---- Zitierter Text
Anbieter von Holzwerkstoffen sind auch nach den neuen Regelungen nicht verpflichtet, ihre Prozessverfahren und Produktionsweisen extern prüfen zu lassen. Um die Einhaltung aller vorgeschriebenen Emissionswerte bei Holzwerkstoffen sicherzustellen, empfiehlt sich die Durchführung externer Audits. Pfleiderer lässt seine Holzwerkstoffe etwa regelmäßig durch das Entwicklungs- und Prüflabor Holztechnologie GmbH (EPH) in Dresden und durch das Fraunhofer-Institut für Holzforschung, Wilhelm-Klauditz-Institut WKI in Braunschweig zertifizieren und prüfen.

Fit für noch strengere Vorgaben

Um die strengen Emissionsrichtlinien nach E05 für Holzwerkstoffe erfolgreich umsetzen zu können, sollten Produzenten neben den erforderlichen Ressourcen auch über umfassende Erfahrungen und wirkungsvolle Prüfmethoden verfügen. Maßstäbe in den Bereichen Raumgesundheit und Nachhaltigkeit für Holzwerkstoffe unterliegen einer stetigen Weiterentwicklung. Hierdurch ist auch zukünftig mit erhöhten Anforderungen zu rechnen. Hersteller, die solche Entwicklungen stetig beobachten, sind in der Lage, frühzeitig auf Veränderungen zu reagieren und zuverlässig entsprechende Produkte anzubieten.
--------
---- Auflistung
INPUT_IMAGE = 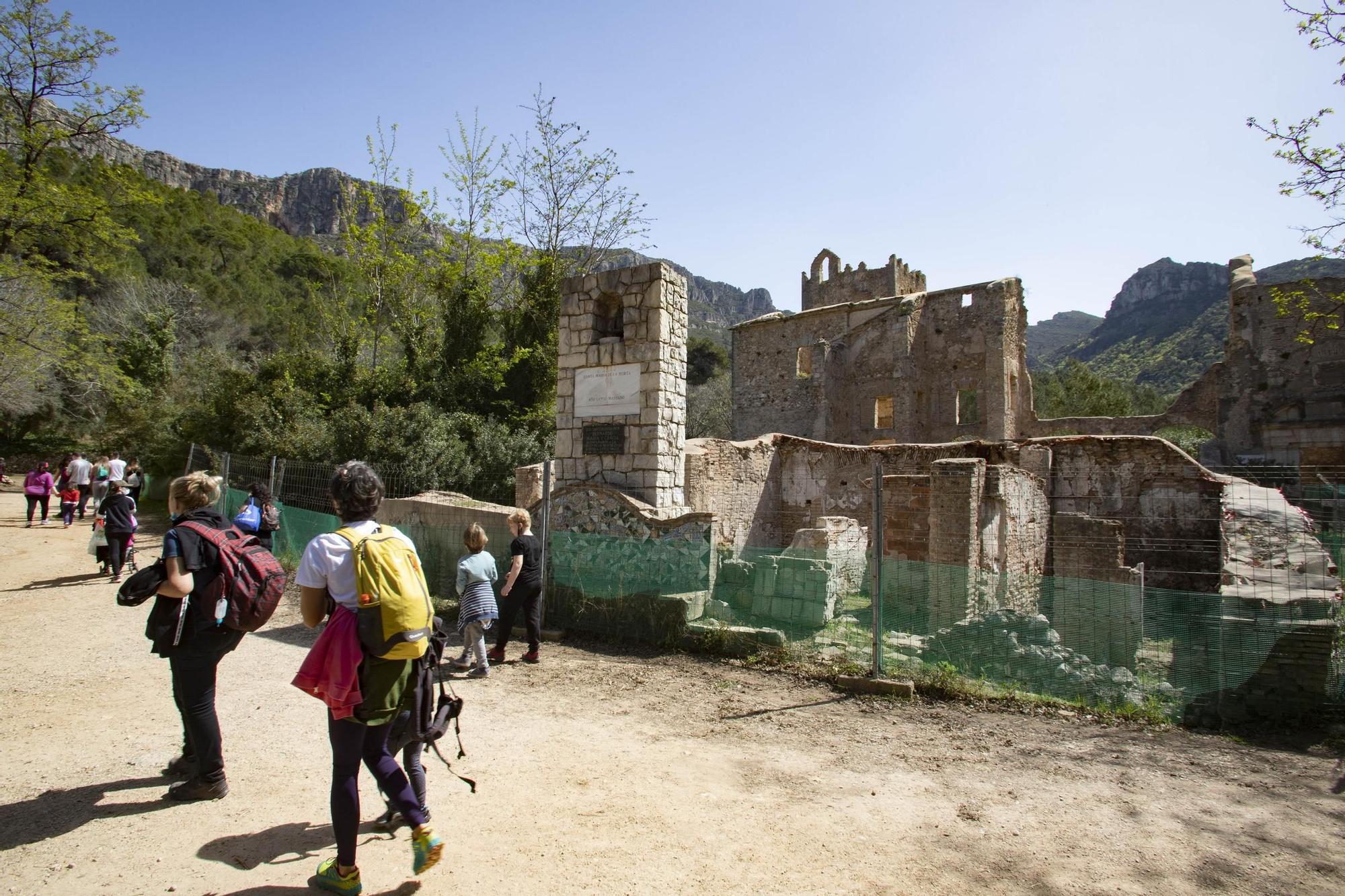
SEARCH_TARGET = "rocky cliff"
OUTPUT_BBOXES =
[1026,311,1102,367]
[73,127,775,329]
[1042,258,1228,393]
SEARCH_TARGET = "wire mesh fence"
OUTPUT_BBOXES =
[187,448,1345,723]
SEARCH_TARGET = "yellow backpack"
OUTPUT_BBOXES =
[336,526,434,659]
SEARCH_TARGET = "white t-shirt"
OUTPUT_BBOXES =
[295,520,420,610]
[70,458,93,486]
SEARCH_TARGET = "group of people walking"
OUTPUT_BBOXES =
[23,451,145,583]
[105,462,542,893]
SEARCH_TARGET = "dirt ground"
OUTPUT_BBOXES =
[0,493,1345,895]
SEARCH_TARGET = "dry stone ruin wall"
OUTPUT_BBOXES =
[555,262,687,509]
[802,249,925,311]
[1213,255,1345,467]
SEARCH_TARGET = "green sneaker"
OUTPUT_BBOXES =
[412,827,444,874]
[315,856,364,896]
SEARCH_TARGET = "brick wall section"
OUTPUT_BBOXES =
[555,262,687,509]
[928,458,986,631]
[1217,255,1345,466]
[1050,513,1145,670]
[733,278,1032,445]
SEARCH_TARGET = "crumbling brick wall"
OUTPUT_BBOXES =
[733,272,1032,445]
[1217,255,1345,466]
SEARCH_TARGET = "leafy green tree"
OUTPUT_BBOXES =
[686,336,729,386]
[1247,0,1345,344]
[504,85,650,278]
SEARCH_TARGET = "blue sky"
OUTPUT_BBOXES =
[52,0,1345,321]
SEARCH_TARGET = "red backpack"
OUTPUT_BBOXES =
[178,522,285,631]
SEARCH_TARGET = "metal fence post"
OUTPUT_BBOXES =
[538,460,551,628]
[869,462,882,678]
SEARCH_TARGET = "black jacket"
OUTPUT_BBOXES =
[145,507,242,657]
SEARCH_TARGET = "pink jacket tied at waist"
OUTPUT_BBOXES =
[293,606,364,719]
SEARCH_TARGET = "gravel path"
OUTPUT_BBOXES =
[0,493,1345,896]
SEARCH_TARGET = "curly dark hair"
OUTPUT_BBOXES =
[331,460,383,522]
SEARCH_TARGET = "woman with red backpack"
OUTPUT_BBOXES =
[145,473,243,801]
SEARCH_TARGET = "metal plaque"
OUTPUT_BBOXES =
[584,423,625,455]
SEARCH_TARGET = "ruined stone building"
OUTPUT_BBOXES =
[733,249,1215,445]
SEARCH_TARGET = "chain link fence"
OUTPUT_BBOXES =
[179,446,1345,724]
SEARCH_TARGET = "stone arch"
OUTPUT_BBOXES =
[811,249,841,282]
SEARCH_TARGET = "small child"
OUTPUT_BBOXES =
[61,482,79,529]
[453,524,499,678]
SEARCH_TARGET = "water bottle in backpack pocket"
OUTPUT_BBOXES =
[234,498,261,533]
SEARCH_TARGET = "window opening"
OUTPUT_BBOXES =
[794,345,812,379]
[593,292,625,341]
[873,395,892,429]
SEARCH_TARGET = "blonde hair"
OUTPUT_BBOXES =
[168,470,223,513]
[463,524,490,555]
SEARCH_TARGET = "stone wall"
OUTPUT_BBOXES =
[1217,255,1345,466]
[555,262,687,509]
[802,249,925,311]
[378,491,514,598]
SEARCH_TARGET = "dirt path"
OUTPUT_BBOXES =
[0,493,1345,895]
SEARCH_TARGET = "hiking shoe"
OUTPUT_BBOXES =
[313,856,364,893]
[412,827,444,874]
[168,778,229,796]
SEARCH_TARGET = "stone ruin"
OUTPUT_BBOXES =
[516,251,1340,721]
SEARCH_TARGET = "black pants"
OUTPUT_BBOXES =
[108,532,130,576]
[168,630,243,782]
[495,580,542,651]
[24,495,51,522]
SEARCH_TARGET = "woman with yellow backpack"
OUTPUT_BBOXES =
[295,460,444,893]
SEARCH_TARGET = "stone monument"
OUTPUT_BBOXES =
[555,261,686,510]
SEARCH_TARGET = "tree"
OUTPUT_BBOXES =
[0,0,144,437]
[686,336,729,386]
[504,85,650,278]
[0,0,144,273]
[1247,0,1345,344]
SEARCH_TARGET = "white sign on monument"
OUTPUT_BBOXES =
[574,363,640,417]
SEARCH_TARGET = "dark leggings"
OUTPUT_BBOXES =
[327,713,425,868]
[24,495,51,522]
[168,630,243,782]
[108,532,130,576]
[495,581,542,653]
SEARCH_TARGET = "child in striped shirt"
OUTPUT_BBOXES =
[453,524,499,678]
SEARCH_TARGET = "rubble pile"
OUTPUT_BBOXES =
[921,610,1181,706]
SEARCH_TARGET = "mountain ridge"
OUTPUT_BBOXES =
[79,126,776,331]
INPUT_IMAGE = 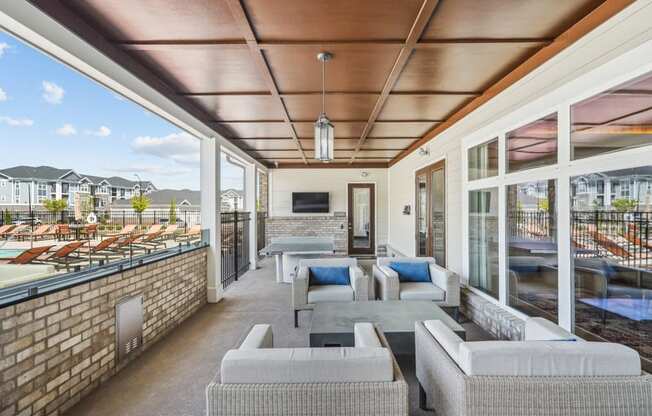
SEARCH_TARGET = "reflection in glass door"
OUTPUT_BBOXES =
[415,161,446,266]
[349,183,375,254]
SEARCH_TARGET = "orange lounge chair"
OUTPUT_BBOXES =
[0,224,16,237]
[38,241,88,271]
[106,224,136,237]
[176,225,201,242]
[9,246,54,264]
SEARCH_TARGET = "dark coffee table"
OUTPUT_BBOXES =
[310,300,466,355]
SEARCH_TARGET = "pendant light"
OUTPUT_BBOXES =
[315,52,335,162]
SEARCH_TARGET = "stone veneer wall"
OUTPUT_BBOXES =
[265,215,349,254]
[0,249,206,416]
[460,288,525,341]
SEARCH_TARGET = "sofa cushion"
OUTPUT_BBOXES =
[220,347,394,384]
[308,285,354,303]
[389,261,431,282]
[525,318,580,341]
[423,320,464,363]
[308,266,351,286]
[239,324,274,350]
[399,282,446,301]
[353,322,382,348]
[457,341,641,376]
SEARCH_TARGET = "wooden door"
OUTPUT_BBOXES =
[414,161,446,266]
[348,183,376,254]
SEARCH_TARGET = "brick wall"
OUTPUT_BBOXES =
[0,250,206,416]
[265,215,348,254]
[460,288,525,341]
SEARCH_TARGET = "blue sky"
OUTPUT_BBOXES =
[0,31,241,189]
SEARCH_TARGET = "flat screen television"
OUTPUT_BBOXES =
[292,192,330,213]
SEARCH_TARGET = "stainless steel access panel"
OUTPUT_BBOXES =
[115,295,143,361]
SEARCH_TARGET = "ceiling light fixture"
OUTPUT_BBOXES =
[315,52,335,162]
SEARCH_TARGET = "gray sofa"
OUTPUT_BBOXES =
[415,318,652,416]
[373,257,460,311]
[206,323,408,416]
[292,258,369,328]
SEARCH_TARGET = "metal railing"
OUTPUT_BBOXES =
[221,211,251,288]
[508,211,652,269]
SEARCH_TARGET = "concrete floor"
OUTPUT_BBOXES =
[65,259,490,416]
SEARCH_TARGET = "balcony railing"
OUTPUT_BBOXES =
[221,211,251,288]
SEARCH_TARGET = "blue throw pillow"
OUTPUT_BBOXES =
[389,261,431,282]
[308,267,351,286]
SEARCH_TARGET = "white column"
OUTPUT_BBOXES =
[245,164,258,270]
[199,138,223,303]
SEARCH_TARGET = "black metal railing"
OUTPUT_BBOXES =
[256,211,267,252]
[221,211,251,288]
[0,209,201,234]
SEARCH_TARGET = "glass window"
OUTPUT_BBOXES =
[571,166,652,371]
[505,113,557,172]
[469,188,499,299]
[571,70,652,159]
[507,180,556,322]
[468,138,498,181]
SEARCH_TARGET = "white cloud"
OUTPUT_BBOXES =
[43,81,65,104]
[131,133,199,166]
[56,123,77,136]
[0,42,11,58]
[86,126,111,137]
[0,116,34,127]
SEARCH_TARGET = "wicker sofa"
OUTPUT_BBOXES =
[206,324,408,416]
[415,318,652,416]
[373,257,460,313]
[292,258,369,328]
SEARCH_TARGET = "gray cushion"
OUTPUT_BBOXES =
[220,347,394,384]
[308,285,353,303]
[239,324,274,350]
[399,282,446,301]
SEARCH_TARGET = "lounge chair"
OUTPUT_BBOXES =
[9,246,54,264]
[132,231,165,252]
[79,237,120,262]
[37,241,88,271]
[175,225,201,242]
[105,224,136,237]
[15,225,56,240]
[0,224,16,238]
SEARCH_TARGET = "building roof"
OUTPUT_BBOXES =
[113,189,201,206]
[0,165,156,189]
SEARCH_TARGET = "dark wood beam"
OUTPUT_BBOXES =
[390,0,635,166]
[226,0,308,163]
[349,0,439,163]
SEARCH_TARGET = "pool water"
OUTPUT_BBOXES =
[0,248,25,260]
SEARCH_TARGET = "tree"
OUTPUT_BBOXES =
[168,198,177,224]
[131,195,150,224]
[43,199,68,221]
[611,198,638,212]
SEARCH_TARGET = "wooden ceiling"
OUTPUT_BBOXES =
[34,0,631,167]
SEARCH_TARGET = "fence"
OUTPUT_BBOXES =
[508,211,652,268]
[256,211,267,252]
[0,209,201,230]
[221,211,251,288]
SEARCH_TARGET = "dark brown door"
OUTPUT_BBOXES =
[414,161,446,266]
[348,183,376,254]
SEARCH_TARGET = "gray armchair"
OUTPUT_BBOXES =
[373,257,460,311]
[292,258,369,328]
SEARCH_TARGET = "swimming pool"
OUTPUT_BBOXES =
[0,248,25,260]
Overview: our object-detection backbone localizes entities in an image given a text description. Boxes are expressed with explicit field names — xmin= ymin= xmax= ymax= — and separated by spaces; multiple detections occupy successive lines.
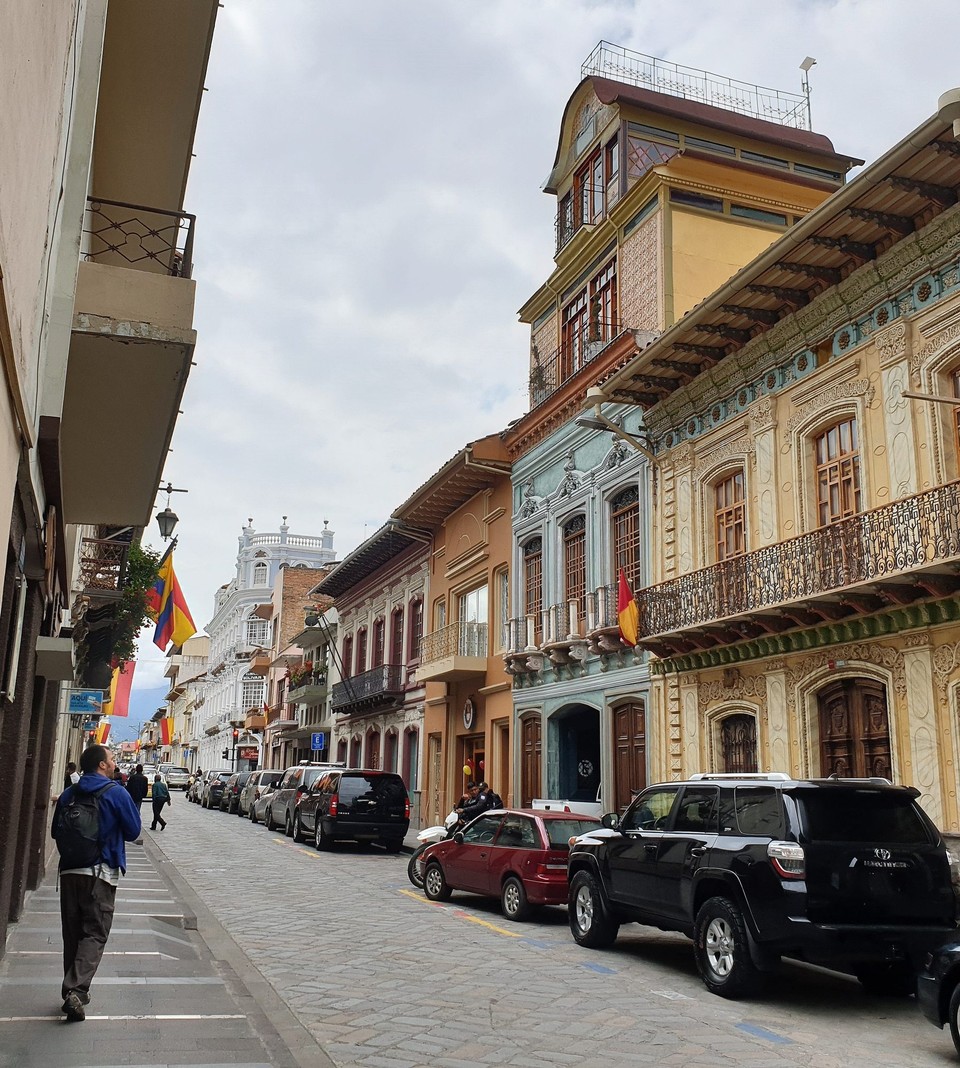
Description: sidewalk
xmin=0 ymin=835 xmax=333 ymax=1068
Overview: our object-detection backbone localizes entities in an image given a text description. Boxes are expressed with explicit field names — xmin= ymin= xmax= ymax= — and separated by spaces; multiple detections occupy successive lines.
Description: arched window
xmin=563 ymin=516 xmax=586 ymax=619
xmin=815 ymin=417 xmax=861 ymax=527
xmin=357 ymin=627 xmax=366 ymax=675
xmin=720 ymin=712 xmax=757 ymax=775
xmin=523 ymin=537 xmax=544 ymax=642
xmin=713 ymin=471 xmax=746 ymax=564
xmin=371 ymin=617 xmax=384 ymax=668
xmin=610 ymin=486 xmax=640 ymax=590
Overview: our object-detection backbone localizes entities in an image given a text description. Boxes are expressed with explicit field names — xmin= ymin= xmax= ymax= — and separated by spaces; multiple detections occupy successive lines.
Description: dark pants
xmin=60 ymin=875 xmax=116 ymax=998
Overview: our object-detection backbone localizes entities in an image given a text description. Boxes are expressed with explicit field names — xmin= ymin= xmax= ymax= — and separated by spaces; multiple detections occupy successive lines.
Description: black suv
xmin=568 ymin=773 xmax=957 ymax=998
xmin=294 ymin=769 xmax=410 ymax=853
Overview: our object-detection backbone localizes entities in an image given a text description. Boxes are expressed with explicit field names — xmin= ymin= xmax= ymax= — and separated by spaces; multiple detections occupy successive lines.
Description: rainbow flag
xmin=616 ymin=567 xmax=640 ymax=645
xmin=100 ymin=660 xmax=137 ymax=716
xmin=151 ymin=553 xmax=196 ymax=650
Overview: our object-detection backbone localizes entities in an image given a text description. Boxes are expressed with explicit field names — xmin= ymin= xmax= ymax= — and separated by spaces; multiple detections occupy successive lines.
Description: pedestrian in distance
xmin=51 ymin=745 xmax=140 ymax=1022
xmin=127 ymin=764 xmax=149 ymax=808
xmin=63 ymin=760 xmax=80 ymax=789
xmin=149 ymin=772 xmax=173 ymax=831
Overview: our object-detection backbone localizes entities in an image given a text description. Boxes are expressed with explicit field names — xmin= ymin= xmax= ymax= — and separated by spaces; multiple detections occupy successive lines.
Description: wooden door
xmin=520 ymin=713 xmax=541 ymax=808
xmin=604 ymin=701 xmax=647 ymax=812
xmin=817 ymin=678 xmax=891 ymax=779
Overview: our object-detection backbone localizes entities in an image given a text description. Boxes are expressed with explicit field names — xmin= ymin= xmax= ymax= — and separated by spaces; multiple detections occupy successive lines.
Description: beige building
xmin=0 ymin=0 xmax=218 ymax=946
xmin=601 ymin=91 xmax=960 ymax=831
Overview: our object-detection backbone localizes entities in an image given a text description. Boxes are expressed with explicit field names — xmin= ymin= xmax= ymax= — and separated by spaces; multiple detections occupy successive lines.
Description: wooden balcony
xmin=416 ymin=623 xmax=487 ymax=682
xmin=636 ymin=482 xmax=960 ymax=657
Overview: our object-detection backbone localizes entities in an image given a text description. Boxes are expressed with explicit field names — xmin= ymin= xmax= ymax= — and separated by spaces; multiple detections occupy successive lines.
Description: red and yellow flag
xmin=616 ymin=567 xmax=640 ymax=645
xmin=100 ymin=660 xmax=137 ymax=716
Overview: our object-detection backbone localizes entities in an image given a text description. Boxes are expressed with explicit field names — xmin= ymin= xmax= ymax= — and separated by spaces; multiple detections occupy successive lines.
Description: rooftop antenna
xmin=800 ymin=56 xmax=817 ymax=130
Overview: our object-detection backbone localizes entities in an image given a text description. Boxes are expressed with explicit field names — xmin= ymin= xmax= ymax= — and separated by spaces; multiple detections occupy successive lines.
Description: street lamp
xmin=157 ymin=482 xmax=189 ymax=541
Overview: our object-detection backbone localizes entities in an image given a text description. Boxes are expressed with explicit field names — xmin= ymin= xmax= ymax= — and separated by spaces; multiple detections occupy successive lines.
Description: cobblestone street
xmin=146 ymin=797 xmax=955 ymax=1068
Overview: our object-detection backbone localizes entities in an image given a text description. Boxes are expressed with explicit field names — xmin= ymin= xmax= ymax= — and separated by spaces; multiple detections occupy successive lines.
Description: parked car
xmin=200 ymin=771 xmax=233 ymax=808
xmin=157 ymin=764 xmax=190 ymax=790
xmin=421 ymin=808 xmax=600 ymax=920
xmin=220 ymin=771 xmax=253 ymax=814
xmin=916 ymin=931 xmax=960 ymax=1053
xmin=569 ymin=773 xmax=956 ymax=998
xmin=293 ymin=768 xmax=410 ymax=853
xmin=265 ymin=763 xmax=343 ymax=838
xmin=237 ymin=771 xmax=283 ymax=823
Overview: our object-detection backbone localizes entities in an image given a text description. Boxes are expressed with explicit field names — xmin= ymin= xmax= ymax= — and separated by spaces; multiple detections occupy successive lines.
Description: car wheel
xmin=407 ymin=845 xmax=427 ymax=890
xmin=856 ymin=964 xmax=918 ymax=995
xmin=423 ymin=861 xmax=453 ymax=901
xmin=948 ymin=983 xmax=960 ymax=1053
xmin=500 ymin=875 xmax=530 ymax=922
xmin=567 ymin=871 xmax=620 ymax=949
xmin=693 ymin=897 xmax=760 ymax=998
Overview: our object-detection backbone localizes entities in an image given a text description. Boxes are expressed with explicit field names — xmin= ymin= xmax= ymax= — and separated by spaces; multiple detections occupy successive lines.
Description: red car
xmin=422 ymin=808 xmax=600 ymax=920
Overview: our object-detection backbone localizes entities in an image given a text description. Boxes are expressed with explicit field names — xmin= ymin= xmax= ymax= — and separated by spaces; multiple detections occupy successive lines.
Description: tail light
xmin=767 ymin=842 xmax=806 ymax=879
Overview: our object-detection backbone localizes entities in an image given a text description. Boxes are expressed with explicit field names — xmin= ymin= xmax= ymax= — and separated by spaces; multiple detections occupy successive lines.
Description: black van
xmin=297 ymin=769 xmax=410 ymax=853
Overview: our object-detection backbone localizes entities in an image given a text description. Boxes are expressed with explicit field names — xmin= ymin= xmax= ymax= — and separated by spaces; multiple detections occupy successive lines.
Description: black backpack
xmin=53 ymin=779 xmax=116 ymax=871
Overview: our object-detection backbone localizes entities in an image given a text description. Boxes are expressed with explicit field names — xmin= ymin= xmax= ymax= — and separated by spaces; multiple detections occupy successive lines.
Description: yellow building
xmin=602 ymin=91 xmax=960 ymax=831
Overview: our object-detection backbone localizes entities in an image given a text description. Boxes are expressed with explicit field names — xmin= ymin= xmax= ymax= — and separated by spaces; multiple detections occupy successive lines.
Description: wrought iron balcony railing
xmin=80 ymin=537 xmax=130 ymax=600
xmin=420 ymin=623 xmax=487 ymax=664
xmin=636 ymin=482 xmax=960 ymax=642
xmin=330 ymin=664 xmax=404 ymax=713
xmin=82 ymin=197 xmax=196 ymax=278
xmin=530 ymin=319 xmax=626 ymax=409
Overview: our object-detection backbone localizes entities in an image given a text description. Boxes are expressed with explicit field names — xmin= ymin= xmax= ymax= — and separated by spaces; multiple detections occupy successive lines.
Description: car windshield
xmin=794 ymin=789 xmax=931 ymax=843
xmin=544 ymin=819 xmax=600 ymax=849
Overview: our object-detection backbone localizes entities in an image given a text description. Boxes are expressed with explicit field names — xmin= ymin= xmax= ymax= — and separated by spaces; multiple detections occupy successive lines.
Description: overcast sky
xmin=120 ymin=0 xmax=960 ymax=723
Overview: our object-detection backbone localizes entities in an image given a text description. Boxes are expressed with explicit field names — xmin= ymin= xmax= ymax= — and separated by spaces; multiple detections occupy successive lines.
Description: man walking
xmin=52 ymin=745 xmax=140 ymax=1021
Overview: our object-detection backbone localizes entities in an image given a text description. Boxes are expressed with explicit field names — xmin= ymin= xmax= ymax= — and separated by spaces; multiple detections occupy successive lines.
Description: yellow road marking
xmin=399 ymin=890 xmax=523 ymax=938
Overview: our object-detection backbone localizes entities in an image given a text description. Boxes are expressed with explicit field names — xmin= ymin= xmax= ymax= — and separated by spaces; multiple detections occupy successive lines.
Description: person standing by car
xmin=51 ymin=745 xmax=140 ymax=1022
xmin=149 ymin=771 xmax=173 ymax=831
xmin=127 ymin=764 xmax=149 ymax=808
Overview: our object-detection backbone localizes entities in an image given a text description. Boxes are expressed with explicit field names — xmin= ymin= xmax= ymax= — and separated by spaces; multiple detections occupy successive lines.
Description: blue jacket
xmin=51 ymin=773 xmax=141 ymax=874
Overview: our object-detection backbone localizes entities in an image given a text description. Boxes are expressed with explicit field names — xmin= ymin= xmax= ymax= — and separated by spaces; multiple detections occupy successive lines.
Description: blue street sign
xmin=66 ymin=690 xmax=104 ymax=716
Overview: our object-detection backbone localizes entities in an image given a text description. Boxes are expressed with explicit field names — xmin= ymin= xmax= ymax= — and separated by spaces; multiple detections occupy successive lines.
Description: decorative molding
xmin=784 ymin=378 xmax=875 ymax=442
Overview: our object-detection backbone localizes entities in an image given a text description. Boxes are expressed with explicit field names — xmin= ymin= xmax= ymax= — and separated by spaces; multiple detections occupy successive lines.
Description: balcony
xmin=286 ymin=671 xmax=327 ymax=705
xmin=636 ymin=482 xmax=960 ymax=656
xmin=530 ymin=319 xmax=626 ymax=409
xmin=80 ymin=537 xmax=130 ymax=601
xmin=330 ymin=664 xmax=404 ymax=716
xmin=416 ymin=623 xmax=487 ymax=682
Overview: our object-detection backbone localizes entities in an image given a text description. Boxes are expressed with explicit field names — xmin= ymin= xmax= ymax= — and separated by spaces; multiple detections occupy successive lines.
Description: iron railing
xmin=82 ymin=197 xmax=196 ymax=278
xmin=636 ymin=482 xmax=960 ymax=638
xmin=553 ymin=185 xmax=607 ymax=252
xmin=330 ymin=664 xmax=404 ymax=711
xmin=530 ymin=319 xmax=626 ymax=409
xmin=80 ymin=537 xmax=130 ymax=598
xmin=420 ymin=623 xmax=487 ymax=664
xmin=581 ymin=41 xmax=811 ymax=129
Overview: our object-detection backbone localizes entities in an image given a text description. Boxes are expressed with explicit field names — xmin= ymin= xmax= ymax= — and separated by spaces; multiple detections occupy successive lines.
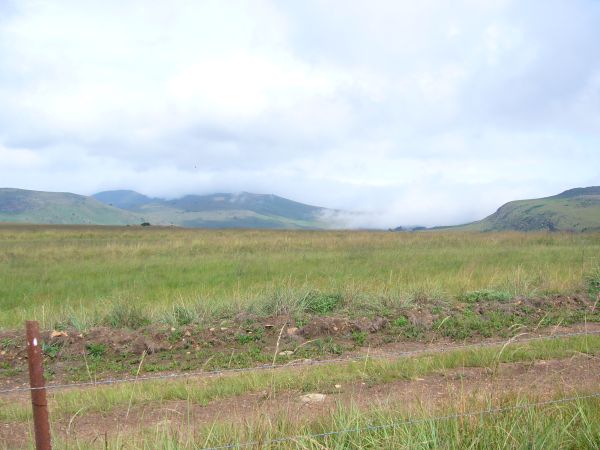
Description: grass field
--------
Arbeitsauftrag :: Tauschen Sie im Text über Emissionsvorgaben für Holzwerkstoffe den Abschnitt von „Um die strengen“ bis einschließlich „entsprechende Produkte anzubieten.“ so um, dass „Prüfmethoden“ durch „Messverfahren“ ersetzt ist, und geben Sie ihn wieder.

Die Lösung ::
Um die strengen Emissionsrichtlinien nach E05 für Holzwerkstoffe erfolgreich umsetzen zu können, sollten Produzenten neben den erforderlichen Ressourcen auch über umfassende Erfahrungen und wirkungsvolle Messverfahren verfügen. Maßstäbe in den Bereichen Raumgesundheit und Nachhaltigkeit für Holzwerkstoffe unterliegen einer stetigen Weiterentwicklung. Hierdurch ist auch zukünftig mit erhöhten Anforderungen zu rechnen. Hersteller, die solche Entwicklungen stetig beobachten, sind in der Lage, frühzeitig auf Veränderungen zu reagieren und zuverlässig entsprechende Produkte anzubieten.